# EXERCISE
Look for the word "round" in the entries and copy every line where it shows up.

↓

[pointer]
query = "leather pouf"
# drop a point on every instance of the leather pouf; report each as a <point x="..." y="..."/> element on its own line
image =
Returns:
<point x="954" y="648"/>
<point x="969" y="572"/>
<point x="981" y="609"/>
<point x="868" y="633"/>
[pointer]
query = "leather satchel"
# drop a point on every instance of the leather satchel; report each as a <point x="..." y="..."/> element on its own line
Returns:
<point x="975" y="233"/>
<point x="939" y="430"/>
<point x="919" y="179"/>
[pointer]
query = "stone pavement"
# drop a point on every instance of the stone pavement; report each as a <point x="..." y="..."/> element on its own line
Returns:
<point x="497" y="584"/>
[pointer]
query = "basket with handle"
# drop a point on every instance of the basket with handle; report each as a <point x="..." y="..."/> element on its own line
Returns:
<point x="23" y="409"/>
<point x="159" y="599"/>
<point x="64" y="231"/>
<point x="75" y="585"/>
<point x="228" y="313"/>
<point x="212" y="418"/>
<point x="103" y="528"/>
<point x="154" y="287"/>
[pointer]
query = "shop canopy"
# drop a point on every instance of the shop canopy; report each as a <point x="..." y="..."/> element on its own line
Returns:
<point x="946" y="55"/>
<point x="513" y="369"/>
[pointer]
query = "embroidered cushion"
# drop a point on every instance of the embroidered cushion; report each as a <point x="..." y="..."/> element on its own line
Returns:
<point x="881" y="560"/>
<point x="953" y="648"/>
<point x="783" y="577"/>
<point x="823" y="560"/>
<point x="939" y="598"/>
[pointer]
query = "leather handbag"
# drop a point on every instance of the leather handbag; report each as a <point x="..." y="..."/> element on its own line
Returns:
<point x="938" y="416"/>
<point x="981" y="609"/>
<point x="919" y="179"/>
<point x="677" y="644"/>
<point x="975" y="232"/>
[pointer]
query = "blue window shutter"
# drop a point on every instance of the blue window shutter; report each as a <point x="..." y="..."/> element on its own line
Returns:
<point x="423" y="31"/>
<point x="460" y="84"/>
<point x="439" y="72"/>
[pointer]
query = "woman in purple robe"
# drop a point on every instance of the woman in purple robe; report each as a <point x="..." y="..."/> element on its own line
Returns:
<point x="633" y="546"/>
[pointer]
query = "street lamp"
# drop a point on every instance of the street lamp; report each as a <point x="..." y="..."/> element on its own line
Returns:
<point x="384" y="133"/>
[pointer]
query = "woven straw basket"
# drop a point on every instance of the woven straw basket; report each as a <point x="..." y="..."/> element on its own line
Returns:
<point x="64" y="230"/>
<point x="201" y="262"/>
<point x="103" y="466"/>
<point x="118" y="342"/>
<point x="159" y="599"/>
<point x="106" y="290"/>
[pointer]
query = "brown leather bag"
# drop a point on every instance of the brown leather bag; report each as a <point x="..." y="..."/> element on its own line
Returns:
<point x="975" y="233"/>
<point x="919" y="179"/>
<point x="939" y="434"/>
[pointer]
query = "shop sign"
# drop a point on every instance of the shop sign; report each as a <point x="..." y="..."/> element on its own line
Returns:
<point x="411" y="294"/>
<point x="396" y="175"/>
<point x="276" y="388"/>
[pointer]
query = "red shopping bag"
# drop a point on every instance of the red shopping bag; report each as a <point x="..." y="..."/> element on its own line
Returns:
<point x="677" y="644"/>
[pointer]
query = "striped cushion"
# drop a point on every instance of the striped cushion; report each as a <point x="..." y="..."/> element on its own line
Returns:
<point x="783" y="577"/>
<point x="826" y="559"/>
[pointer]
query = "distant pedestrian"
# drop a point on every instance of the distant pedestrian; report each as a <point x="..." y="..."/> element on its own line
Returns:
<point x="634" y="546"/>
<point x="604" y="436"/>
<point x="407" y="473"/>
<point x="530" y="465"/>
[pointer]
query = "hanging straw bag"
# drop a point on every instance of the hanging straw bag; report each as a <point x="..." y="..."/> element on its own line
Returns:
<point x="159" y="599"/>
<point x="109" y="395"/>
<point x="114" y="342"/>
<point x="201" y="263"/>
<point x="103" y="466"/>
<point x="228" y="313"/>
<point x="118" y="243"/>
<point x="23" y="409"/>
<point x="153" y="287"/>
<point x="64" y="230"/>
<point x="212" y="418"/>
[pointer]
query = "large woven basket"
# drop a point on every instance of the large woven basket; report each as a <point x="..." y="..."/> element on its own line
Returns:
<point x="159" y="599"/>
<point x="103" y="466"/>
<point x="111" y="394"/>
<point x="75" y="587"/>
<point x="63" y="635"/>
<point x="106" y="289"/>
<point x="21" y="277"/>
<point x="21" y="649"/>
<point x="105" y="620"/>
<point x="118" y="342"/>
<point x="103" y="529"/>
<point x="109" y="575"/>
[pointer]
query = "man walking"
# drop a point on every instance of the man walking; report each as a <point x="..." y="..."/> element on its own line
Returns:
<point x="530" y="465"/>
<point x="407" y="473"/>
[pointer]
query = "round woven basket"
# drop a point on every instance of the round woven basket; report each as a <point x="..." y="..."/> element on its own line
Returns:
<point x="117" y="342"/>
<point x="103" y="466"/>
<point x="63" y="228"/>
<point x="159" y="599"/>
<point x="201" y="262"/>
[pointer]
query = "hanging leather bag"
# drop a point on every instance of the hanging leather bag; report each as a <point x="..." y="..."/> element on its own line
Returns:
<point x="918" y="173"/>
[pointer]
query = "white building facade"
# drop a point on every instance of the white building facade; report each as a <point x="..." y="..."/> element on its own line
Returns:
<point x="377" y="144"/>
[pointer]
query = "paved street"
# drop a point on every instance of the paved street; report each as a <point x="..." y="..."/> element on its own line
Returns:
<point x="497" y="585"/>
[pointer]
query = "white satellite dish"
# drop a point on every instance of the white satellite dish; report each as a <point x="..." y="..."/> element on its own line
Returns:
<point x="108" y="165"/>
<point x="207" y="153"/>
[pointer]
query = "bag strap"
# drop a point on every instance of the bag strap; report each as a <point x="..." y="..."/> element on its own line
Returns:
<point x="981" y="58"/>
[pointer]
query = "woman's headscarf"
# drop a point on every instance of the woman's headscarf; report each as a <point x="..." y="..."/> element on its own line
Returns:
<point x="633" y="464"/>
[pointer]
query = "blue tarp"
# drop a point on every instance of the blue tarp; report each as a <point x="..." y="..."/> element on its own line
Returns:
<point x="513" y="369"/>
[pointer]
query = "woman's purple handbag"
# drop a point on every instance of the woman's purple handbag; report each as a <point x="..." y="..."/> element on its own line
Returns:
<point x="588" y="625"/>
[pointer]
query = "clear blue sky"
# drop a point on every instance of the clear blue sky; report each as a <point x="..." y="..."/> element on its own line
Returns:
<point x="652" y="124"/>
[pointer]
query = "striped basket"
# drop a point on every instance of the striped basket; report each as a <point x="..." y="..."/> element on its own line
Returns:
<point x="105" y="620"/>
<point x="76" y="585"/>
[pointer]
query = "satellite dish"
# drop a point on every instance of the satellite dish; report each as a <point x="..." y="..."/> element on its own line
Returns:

↑

# TASK OUTPUT
query = "round woven basket"
# drop a point on every instance of the round woven basket; report each as a <point x="..." y="..."/> element on its own line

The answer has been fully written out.